**TASK DETAILS:** In the entries below, filter for the word "then" and copy every matching line.

*** Block opens ***

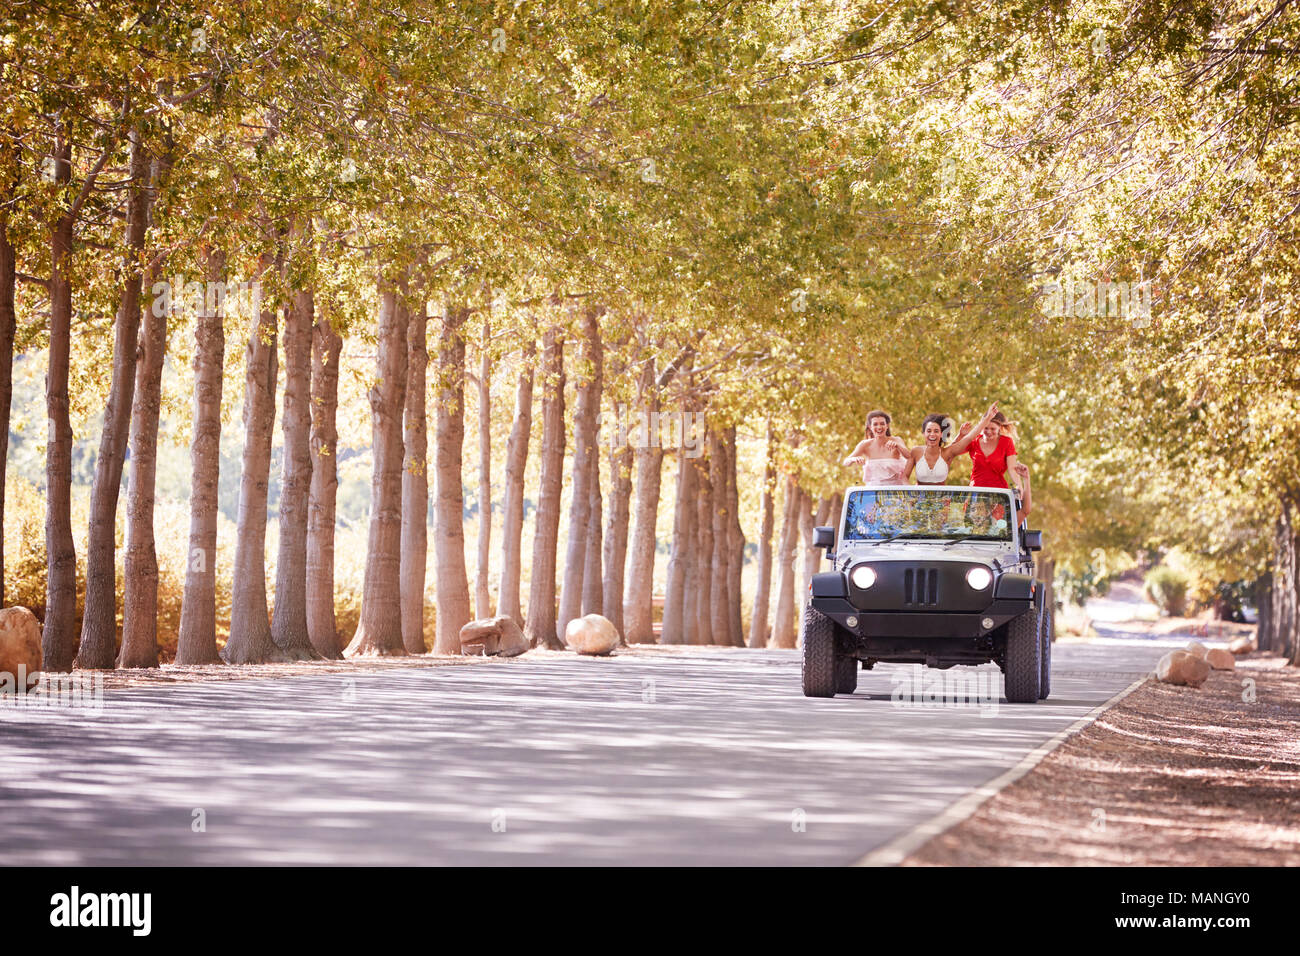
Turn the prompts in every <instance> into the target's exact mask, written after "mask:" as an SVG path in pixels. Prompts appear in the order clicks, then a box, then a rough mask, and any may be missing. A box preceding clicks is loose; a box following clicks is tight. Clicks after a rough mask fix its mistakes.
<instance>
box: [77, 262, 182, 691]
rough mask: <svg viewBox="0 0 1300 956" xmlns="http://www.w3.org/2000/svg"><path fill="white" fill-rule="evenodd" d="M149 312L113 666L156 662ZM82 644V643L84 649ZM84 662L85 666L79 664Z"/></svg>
mask: <svg viewBox="0 0 1300 956" xmlns="http://www.w3.org/2000/svg"><path fill="white" fill-rule="evenodd" d="M151 285H152V282H151ZM156 311H159V310H153V308H151V310H148V313H147V315H146V316H144V323H143V325H142V326H140V333H139V334H140V356H139V360H138V362H136V363H135V401H134V407H133V408H131V477H130V481H129V484H127V488H126V585H125V591H123V594H122V605H123V613H122V650H121V653H120V654H118V658H117V666H118V667H157V666H159V633H157V626H159V559H157V551H156V550H155V544H153V489H155V477H156V475H157V458H159V414H160V412H161V408H162V359H164V356H165V352H166V311H162V315H155V312H156ZM85 648H86V645H85V643H83V644H82V649H83V650H85ZM83 666H88V665H83Z"/></svg>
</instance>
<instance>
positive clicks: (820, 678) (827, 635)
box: [803, 605, 836, 697]
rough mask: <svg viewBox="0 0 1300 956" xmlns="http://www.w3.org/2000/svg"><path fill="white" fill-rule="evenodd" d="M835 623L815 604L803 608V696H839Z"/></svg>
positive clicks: (832, 620) (817, 696)
mask: <svg viewBox="0 0 1300 956" xmlns="http://www.w3.org/2000/svg"><path fill="white" fill-rule="evenodd" d="M835 691H836V666H835V622H833V620H831V619H829V618H828V617H826V615H824V614H822V613H820V611H818V610H814V609H813V606H811V605H809V606H807V607H805V609H803V696H805V697H835Z"/></svg>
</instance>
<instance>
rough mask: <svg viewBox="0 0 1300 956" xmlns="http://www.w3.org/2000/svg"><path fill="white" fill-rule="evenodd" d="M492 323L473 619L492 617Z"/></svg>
mask: <svg viewBox="0 0 1300 956" xmlns="http://www.w3.org/2000/svg"><path fill="white" fill-rule="evenodd" d="M489 342H491V319H490V317H485V319H484V341H482V349H481V350H480V352H481V354H480V356H478V550H477V555H476V558H477V561H476V562H474V615H476V617H478V618H490V617H491V592H490V589H489V588H487V571H489V568H490V563H491V354H490V352H489V351H487V345H489Z"/></svg>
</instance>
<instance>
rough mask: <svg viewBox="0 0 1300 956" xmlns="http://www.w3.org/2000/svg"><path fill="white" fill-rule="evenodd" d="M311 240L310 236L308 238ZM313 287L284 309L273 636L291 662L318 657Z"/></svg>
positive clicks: (297, 298)
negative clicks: (281, 450)
mask: <svg viewBox="0 0 1300 956" xmlns="http://www.w3.org/2000/svg"><path fill="white" fill-rule="evenodd" d="M307 238H308V239H309V234H308V237H307ZM315 320H316V300H315V297H313V294H312V290H311V289H299V290H296V291H295V293H294V294H292V297H291V298H290V300H289V308H287V310H286V311H285V411H283V416H282V421H283V424H282V429H283V433H285V451H283V455H285V458H283V466H282V470H281V479H279V551H278V557H277V558H276V611H274V615H273V617H272V622H270V637H272V640H273V641H276V646H277V648H279V649H281V650H282V652H283V654H285V657H286V658H287V659H291V661H309V659H313V658H316V657H318V654H317V653H316V649H315V648H313V646H312V641H311V636H309V632H308V630H307V514H308V496H309V494H311V485H312V325H313V324H315Z"/></svg>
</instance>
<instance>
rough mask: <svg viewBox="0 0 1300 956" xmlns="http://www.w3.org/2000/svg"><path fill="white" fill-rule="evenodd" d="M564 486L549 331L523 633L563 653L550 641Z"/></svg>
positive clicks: (553, 619)
mask: <svg viewBox="0 0 1300 956" xmlns="http://www.w3.org/2000/svg"><path fill="white" fill-rule="evenodd" d="M563 481H564V338H563V337H562V336H560V334H559V333H558V330H556V329H555V328H550V329H547V330H546V332H545V333H543V334H542V475H541V480H539V483H538V489H537V519H536V522H534V528H533V575H532V585H530V587H529V592H528V619H526V627H525V630H524V633H525V635H526V636H528V641H529V644H532V646H534V648H536V646H538V645H541V646H546V648H551V649H552V650H560V649H563V648H564V644H563V641H560V639H559V637H558V636H556V627H555V624H556V620H555V561H556V554H555V551H556V549H558V546H559V532H560V489H562V486H563Z"/></svg>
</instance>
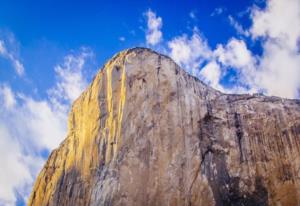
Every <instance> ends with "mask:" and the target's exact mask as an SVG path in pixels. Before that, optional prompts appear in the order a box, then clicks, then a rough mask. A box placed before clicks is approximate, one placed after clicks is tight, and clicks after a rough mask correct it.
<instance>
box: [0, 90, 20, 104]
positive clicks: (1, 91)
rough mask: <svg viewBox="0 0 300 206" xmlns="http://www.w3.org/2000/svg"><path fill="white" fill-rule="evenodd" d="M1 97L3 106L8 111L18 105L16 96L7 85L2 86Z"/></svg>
mask: <svg viewBox="0 0 300 206" xmlns="http://www.w3.org/2000/svg"><path fill="white" fill-rule="evenodd" d="M0 95H1V96H3V99H2V105H4V107H5V108H6V109H10V108H12V107H13V106H14V105H15V104H16V99H15V96H14V94H13V92H12V91H11V88H10V87H8V86H7V85H0Z"/></svg>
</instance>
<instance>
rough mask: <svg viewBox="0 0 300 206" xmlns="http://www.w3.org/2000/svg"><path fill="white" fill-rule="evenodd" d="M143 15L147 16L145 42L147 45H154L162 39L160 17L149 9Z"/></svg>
mask: <svg viewBox="0 0 300 206" xmlns="http://www.w3.org/2000/svg"><path fill="white" fill-rule="evenodd" d="M145 15H146V17H147V31H146V42H147V44H148V45H151V46H155V45H156V44H158V43H159V42H161V41H162V32H161V27H162V18H161V17H159V16H156V13H155V12H153V11H152V10H151V9H149V10H148V11H147V12H146V13H145Z"/></svg>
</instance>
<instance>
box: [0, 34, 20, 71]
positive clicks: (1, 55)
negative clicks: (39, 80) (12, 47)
mask: <svg viewBox="0 0 300 206" xmlns="http://www.w3.org/2000/svg"><path fill="white" fill-rule="evenodd" d="M0 56H2V57H3V58H5V59H8V60H9V61H10V62H11V63H12V66H13V67H14V69H15V71H16V73H17V74H18V75H19V76H22V75H23V74H24V71H25V69H24V66H23V64H22V63H21V62H20V60H19V59H18V58H17V57H16V54H15V52H14V51H10V50H8V49H7V47H6V45H5V42H4V41H3V40H1V39H0Z"/></svg>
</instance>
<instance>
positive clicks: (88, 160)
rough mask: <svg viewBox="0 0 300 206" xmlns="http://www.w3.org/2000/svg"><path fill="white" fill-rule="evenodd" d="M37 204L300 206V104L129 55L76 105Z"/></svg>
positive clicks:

*** Block closes ***

**RESULT:**
Turn the prompts in every <instance> into the target's exact mask, written after "mask:" as an SVG path in pixels. Prompts appear in the order clicks, then a box, then a rough mask, and any may be missing. A box preceding clicks is loose; a box following clicks is tight. Clicks after a rough mask fix its mistakes.
Every <instance> ends with "mask:" and the target's exact mask as an SVG path in pixels. Before that, optional prompts appear in the order a box, then clicks, then a rough mask. A box placed before clicks is approximate, one placed after clicks is tight, and clicks after a rough mask correct it.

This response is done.